Task:
In full and word for word, give the records again.

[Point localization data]
* * *
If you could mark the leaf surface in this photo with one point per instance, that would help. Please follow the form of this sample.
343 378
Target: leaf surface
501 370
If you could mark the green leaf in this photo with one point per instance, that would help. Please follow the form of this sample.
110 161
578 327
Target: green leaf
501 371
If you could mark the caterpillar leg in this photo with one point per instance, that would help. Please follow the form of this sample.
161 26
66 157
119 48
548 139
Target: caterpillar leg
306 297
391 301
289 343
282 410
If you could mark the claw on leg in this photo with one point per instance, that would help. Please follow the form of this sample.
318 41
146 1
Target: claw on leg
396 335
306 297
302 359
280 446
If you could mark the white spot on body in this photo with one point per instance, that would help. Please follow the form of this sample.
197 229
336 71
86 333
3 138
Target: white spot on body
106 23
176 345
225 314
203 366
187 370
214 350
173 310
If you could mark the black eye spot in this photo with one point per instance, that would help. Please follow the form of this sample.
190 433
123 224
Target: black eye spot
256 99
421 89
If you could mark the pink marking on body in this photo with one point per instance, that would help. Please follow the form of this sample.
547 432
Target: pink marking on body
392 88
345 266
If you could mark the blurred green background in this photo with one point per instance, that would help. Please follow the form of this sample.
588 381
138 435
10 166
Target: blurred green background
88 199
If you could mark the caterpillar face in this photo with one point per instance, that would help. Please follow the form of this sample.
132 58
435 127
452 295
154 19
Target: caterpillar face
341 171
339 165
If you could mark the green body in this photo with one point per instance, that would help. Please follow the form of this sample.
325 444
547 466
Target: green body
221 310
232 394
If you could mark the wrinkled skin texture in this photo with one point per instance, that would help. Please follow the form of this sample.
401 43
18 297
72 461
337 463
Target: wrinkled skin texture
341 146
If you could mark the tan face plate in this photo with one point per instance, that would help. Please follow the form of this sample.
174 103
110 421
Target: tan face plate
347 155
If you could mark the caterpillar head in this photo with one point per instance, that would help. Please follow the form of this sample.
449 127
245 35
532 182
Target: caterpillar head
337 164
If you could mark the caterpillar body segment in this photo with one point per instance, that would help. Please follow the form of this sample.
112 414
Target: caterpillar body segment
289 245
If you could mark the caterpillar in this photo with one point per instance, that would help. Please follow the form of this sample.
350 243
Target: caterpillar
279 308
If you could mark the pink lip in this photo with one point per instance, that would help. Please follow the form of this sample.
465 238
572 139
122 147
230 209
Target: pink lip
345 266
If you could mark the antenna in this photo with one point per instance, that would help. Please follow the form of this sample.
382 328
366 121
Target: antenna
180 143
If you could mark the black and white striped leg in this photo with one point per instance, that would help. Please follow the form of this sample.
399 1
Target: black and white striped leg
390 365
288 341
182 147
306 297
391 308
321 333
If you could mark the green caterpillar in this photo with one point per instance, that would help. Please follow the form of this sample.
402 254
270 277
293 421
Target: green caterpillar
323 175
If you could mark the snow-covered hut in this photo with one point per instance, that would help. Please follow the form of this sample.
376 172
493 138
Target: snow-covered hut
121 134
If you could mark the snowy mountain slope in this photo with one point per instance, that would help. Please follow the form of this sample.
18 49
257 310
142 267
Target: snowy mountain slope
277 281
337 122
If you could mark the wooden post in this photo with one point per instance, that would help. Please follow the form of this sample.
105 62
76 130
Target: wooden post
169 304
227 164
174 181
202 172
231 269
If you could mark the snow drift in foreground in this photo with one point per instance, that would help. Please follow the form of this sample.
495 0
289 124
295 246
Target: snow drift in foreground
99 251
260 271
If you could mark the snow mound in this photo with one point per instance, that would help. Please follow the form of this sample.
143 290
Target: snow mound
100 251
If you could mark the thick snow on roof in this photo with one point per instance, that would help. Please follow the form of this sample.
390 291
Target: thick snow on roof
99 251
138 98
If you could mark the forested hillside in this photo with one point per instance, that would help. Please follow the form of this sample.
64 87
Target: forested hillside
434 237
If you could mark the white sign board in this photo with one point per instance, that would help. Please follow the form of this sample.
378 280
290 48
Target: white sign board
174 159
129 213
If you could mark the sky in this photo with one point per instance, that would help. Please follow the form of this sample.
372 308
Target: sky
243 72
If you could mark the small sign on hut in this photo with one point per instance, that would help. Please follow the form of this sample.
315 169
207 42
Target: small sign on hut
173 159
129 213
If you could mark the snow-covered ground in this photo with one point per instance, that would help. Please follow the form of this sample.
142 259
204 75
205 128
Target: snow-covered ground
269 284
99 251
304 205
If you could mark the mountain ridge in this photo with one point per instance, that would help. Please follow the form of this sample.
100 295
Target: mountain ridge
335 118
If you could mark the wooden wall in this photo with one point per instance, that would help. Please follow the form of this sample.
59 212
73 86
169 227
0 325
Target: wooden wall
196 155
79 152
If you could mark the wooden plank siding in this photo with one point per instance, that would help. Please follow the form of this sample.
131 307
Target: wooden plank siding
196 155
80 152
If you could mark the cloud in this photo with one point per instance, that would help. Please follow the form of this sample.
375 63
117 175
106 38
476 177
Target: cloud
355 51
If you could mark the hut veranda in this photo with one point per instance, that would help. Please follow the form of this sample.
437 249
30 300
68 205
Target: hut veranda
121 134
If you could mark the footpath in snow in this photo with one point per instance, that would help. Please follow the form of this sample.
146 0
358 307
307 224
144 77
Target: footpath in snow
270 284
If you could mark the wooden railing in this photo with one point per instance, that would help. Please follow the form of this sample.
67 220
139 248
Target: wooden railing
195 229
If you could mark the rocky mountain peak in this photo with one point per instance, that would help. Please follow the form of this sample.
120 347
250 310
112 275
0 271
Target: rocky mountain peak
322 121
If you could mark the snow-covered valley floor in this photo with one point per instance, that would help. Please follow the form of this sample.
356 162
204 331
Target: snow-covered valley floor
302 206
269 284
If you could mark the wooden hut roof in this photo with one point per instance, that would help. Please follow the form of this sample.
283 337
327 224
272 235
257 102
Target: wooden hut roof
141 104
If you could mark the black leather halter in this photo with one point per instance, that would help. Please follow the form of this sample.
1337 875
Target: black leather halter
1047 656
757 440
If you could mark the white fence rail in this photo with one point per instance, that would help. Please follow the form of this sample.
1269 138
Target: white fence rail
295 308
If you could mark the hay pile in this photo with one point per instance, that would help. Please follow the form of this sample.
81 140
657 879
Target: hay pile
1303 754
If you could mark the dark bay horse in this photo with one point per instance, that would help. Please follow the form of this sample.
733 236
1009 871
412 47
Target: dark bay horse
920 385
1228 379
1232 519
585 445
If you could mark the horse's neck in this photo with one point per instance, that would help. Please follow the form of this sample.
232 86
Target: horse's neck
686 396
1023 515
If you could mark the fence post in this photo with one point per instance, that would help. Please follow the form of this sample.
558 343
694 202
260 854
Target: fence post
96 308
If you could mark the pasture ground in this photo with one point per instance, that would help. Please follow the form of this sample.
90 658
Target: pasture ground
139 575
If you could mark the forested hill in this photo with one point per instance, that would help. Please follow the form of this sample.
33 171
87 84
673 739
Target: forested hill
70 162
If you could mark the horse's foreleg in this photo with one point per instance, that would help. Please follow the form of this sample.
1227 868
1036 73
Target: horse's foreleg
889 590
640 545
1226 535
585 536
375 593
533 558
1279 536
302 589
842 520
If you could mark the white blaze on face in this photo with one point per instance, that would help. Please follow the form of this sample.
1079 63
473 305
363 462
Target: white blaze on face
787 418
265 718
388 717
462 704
* * *
Response:
If you could mark the leaf surface in this photo with one point per instance, that would help. Please follow the form of this sample.
343 378
Target: leaf surface
501 370
If you could mark the green leaf in this photo with one point per instance, that would help. Please follow the form of this sample.
110 161
578 327
Target: green leaf
501 371
If you could mark the caterpillar leg in this photo with one point per instance, that would help. Please follow the form of this sample.
161 26
66 157
119 48
548 139
Target: caterpillar leg
306 297
391 301
289 343
282 410
If you could mark the claw on leg in this photo with one point per instance, that would help. Please follow the form of this sample.
318 41
146 1
Target: claw on leg
396 335
306 297
302 359
280 446
If you could mark the white spot on body in this photo with one point per instance, that would help. Please follow the form of this sample.
197 229
336 71
86 333
3 138
Target: white spot on body
106 23
176 345
225 314
203 366
187 370
214 350
173 310
If you could mark the black eye spot in this photo with one point per instance, that would help. Please follow the form of this sample.
190 433
123 224
Target: black eye spot
256 99
421 89
If you could mark the pink marking on body in this photo with one point per instance, that would help. Please follow the form of this sample.
547 432
Target: pink marking on body
392 88
345 266
If you could mark the blurred green background in this photo with one point per instance, that would help. Please follow the form of this sample.
588 381
138 435
10 166
Target: blurred green background
88 199
If you could mark the caterpillar face in this photo with one point per instance, that would help. Please follow the form of this sample.
132 58
435 127
452 295
154 19
Target: caterpillar face
341 171
339 165
If you could mark the green body in this photo with one point per instance, that would help. Please follow the form of this sample.
325 444
547 466
Target: green body
221 310
232 394
If you could mark the wrinkled skin texture in this photo with one point per instance, that would help. Please follow the form of this sample.
401 43
18 297
72 461
337 463
Target: wrinkled skin texture
341 146
If you could mark the tan face plate in this photo with one point per instance, that would help. Please follow the form of this sample.
174 103
110 421
Target: tan face plate
347 155
If you could mark the caterpillar head in this photo with one point per instance, that would help. Please follow the form of this sample.
449 127
245 35
532 182
Target: caterpillar head
337 164
If you could mark the caterpillar body segment in this photo with one point per instance, that would help. Please follow the form of this sample.
112 414
Target: caterpillar body segment
289 245
If you could mark the caterpillar in this photo with one point per instance, that would help. Please follow the form of this sample.
350 243
Target: caterpillar
279 308
If you could mark the pink lip in this photo with one point per instance, that would help. Please follow the form of this sample.
465 238
572 139
122 147
230 209
Target: pink lip
345 266
If you could mark the antenna in this photo with one point per instance, that would help. Please follow the form of this sample.
382 328
366 121
Target: antenna
180 143
If you could mark the black and white striped leg in this photo with one point per instance, that would help. Please follow the form of this sample.
399 1
Target: black and white striped leg
390 365
288 341
182 147
306 297
391 308
321 333
If you could mark the green caterpillar in this photo with one point per instance, that would help. Please follow the form of this sample.
402 254
270 277
293 421
Target: green caterpillar
323 175
If you could mark the snow-covered hut in this photo with one point per instance, that would help. Please follow the form of this sample.
376 172
493 138
Target: snow-covered hut
121 134
If you could mark the snowy mountain slope in this photo with one point per instance, that would help. Please follow the form of this sample.
18 49
257 310
142 267
Target: snowy mountain slope
277 281
337 122
If you could mark the wooden post in this photo with one point per instance, that would help. Please follow the form of this sample.
105 62
76 130
Target: wooden post
169 304
227 164
174 181
202 172
231 269
If you could mark the snow drift in foreground in this photo with one point per instance, that would help. Please follow the form of this sample.
495 0
289 124
295 246
Target: snow drift in foreground
99 251
260 271
If you could mark the snow mound in this photo with one point per instance, that would help. Please follow the form of this sample.
143 290
Target: snow mound
100 251
If you could mark the thick snow on roof in this photo with one point per instance, that would help. Please follow the form of this sample.
390 291
Target: thick snow on roof
99 251
138 98
If you could mark the forested hillside in this photo with one point per instance, that would help. Please follow the form of this sample.
64 87
Target: forested hillside
434 237
If you could mark the white sign board in this photo with one point per instance, that would help. Please follow the form of this sample.
378 280
290 48
Target: white sign board
174 159
129 213
If you could mark the sky in this photo with one point per instance, that would help. Please follow the form of this sample.
372 308
Target: sky
243 72
If you could mark the small sign on hut in this photo with one point per instance, that would help. Please follow the form of this sample.
315 169
207 42
Target: small sign on hut
173 159
129 213
If you could mark the snow-covered ground in this photo with one point per instance, that would help. Please follow the form of this sample.
142 259
204 75
205 128
Target: snow-covered ground
269 284
99 251
304 205
If you could mark the mountain ridge in this photo with one point per instance, that would help. Please follow the form of this sample.
100 295
Target: mountain ridge
335 118
If you could mark the wooden wall in this photo with one point per instance, that would help. Please follow the form of this sample.
59 212
73 86
169 227
0 325
Target: wooden wall
196 155
79 152
If you could mark the wooden plank siding in this photo with one point per instance, that would help. Please follow the form of this sample.
131 307
Target: wooden plank siding
196 155
80 152
If you could mark the cloud in this photo with one point per instance, that would help. Please follow the form of this sample.
375 63
117 175
106 38
476 177
Target: cloud
355 51
If you could mark the hut veranda in this photo with one point per instance, that would help. Please follow the form of this sample.
437 249
30 300
68 205
Target: hut veranda
121 134
If you could mark the footpath in snow in this photo with one point per instance, that would help. Please follow the form of this sample.
146 0
358 307
307 224
144 77
Target: footpath in snow
270 284
If you could mark the wooden railing in this photo with one point per instance, that would help. Please follow the form of this sample.
67 220
139 248
Target: wooden railing
195 229
If you could mark the rocky mountain peak in this photo with one point per instance, that would help. Please follow the form of this sample.
120 347
250 310
112 275
0 271
Target: rocky mountain peak
322 121
If you could mark the snow-covered valley floor in this photo with one point per instance, that would help. Please follow the form of this sample.
356 162
204 331
Target: snow-covered valley floor
302 206
269 284
If you could mark the wooden hut roof in this photo with one point per instance, that would help. Please follow the form of this sample.
283 337
327 224
272 235
257 102
Target: wooden hut roof
141 104
If you could mark the black leather halter in this photo with one point per instance, that would help. Please follow the form of this sample.
1337 875
Target: black leather halter
1047 656
757 440
If you could mark the white fence rail in this photo with one point per instance, that would help. Please follow the form of this sample.
1269 138
Target: white fence rail
295 308
If you could mark the hay pile in this photo with one point per instance, that would help. Please follow the form of this sample.
81 140
657 879
Target: hay pile
1303 754
If you could mark the dark bay horse in this photo with one point per instance, that would help. Please follow the form of this sample.
733 236
1009 871
412 47
Target: dark bay horse
920 385
1228 379
1232 519
585 445
If you could mark the horse's neck in this photo with one point per instance, that would help. Please follow the form of this sample.
232 86
Target: horse's neck
686 396
1023 515
If you could mark the fence post in this photo with one point per instance, that would help. Please follow the form of this sample.
558 343
694 202
260 854
Target: fence post
96 308
If you could mark the pasture ground in this photo with one point per instance, that would help. Please follow the form of this sample.
90 658
Target: pasture ground
139 575
If you could mark the forested hill in this photo with one point per instance, that would help. Please follow the form of this sample.
33 171
87 84
673 739
Target: forested hill
70 162
If you could mark the horse's foreleg in this photo with one point per instance, that would help. Please follow the form of this sample.
1227 868
1036 73
Target: horse's foreleg
889 590
640 545
1226 535
585 536
375 593
533 558
1279 536
302 589
842 520
If you could mark the white blaze on face in this photo with one point per instance, that would help. Please follow the form of this sample.
1079 63
473 305
363 462
Target: white blaze on face
787 418
265 718
388 717
462 704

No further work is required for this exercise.